**Direction A**
Copy the point-marking records below line for line, with no pictures.

On Fri, Apr 19, 2019 at 8:47 AM Greg Troxel <gdt%lexort.com@localhost> wrote:
>
> Gavin Howard <gavin.d.howard%gmail.com@localhost> writes:
>
> > Would there be interest in adding my bc as a port?
>
> We call them packages (vs the FreeBSD term port; here port means cpu
> typ), but that's not important.

Oh, whoops. I have been working with FreeBSD and got mixed up. My bad.

> Certainly, this sounds great to have as a package.
>
> The best option if you want to do this yourself is to get access to
> pkgsrc-wip and create it.

Okay, I think I can do that.

> The next best option is for you to ensure that it builds ok on NetBSD, with any
> luck with a normal ./configure interface and then adding it becomes easy.
>
> A question would be about the package name.  You have chosen "bc", it
> seems, which is the name of an existing package, both in pkgsrc and in
> the world beyond.  So you might think of a name that we could use in
> pkgsrc.  And even perhaps rename your distribution so the names line up.

I named it "bc" so that people would know that it is, in fact, a bc.
However, in the Linux distros and other *BSD's, my bc is named
differently, which is possible because the build system accepts both a
prefix and a suffix to add to the executable name.

For example, OpenBSD uses the following:

EXECPREFIX="e" ./configure.sh

and names the package "ebc". It installs the manpages under "ebc" and
"edc", and does the same for locales.

**Record excerpts**
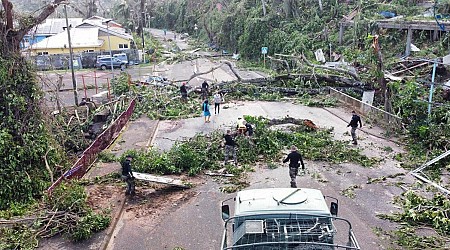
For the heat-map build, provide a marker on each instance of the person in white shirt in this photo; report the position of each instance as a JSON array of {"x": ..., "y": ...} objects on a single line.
[{"x": 217, "y": 101}]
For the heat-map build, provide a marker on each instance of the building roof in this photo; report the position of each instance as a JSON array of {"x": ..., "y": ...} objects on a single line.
[
  {"x": 113, "y": 31},
  {"x": 281, "y": 201},
  {"x": 80, "y": 38},
  {"x": 53, "y": 26}
]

**Direction B**
Continue the email about packaging bc for pkgsrc from where it stops.

**Final answer A**
For the heat-map build, provide a marker on each instance of the person in white shirt in this photo; report the position of each instance as a JSON array of {"x": ..., "y": ...} objects on a single line.
[{"x": 217, "y": 101}]
For the heat-map build, provide a marker on each instance of the building roof in this photo; report the position of each instance as a JSON array of {"x": ..., "y": ...} objects on a single line.
[
  {"x": 113, "y": 31},
  {"x": 281, "y": 201},
  {"x": 80, "y": 38},
  {"x": 53, "y": 26}
]

**Final answer B**
Void Linux is a Linux distro that has my bc as a package. They call it
"bc-gh" and use the following:

EXECSUFFIX="-gh" ./configure.sh

The manpages and locales are installed in the expected locations.

In other words, I can name the package on NetBSD whatever I want, and
it will still work. I do still want to keep my upstream named "bc",
though, just so people know what it is.

> > If so, would there also be interest in investigating whether my bc
> > could replace the current default bc?
>
> If you mean in the base system of NetBSD, that is an entirely separate
> question, for tech-userlevel.  I would say that there has to be a pkgsrc
> entry first before anyone is likely to want to start that discussion.
> And perhaps a few years of maintenance and there is the question of a
> 1-person project (if it is, but it sounds that way from the URL).  I
> don't mean to criticize your efforts - but adopting things into the base
> system is a very hard decision and NetBSD exists over very long
> timescales.

Makes sense.

> If you mean pkgsrc/math/bc, that's out of the question, as there is no
> reason to withdraw that, even if we add pkgsrc/math/foobc, for some
> spiffier value of foo.

Understood.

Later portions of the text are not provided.